▸ **WORK TO COMPLETE**
• a. Which short names does the passage on the Company's collaboration and partner agreements define inside quotation marks within parentheses? List them all.
• b. Pick up the passage on the Company's collaboration and partner agreements after its last sentence and keep writing.

Segment Start: SUPPLIED PASSAGE

The IVD Collaboration Agreement expires on April 7, 2020, unless earlier terminated as provided therein. Roche also has the right, in its sole discretion, to extend the term of the IVD Collaboration Agreement for additional two year periods of time during any period of time in which Roche continues to hold at least 50.1% of the Company’s capital stock. Either party may terminate the IVD Collaboration Agreement for an uncured breach of the agreement, or for insolvency or bankruptcy.

Biopharmaceutical Partner

In July 2012, the Company entered into a Master Services Agreement (“Services Agreement”) with a biopharmaceutical partner (“Partner”) to perform sample profiling at the Partner’s request. The Services Agreement established the legal and administrative framework for the partnership between the entities. The Services Agreement also included a right for the Partner to initiate an exclusive negotiation with the Company for the development of a Companion Diagnostic (“CDx”). In March 2014, the Company and Partner expanded the scope of work by executing a Companion Diagnostic Agreement (“Amended Agreement”), thereby amending the Services Agreement to include the joint development and regulatory approval for a CDx. The Amended Agreement defined the term of the arrangement as the earlier of five years or receipt of certain regulatory approvals of a CDx. The Company concluded that the amendment to the original Services Agreement represented a material modification to the arrangement pursuant to ASC 605 as the Amended Agreement increased total consideration by a significant amount. Additionally, the deliverables under the Amended Agreement changed significantly. At the date of the modification, there was no deferred revenue balance on the consolidated balance sheet related to the original Services Agreement with this Partner.

Segment End: SUPPLIED PASSAGE
Segment Start: DATA EXTRACTS

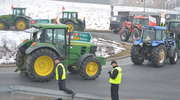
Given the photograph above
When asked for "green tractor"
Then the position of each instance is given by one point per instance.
(173, 27)
(18, 19)
(35, 57)
(71, 19)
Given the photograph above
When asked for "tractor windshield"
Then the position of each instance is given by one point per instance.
(148, 35)
(69, 15)
(140, 21)
(174, 27)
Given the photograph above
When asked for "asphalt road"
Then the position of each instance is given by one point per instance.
(139, 82)
(89, 1)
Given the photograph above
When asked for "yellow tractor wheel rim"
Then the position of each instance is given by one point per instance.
(92, 68)
(21, 25)
(162, 56)
(70, 27)
(44, 65)
(2, 26)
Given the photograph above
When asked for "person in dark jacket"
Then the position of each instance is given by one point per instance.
(61, 77)
(115, 77)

Segment End: DATA EXTRACTS

▸ **RESULTS IN ORDER**
• a. Services Agreement, Partner, CDx, Amended Agreement

• b.
The Company identified seven deliverables under the Amended Agreement: (i) cross-licenses for access to relevant IP, (ii) obligations to continue to perform sample profiling pursuant to the original Services Agreement, (iii) obligations to perform specific R&D activities for the development of a CDx assay for use in connection with the Partner’s product, (iv) obligations to assist in obtaining regulatory approval of the Partner’s product at its request, (v) participation on a JSC to manage the overall development of the CDx assay, (vi) obligations to perform analytical validation of the CDx assay, and (vii) obligations to make the CDx assay commercially available, following any required regulatory approval. The obligation to make the CDx assay commercially available is dependent on successful development and regulatory approval. As such, the Company determined that this was a contingent deliverable and therefore arrangement consideration was not allocated to this deliverable.

The Company then determined the following deliverables were separate units of accounting: (i) obligations to continue to perform sample profiling pursuant to the original Services Agreement, (ii) obligations to perform specific R&D activities for the development of a CDx assay for use in connection with the Partner’s product and to provide assistance in obtaining regulatory approval of the Partner’s product at its request, (iii) obligations to perform analytical validation of the CDx assay, and (iv) obligations to make the CDx assay commercially available, following any regulatory approval obtained. The cross-licenses grant each party access to relevant IP of the other party to perform such party’s obligations under the contract and to exploit the deliverables. The licenses are delivered at the inception of the arrangement and primarily relate to the R&D development activities performed under the Amended Agreement. The Company does not sell the licenses separately as they are closely connected to the R&D development activities and have little value to the Partner without the performance of such activities. The JSC obligations do not have standalone value and are also closely connected to the R&D development activities under the Amended Agreement. The JSC obligations, although considered deliverables under the arrangement, are immaterial in relation to the entire arrangement. Therefore, the licenses and JSC obligations were combined with the R&D development activities, or unit (ii) identified above.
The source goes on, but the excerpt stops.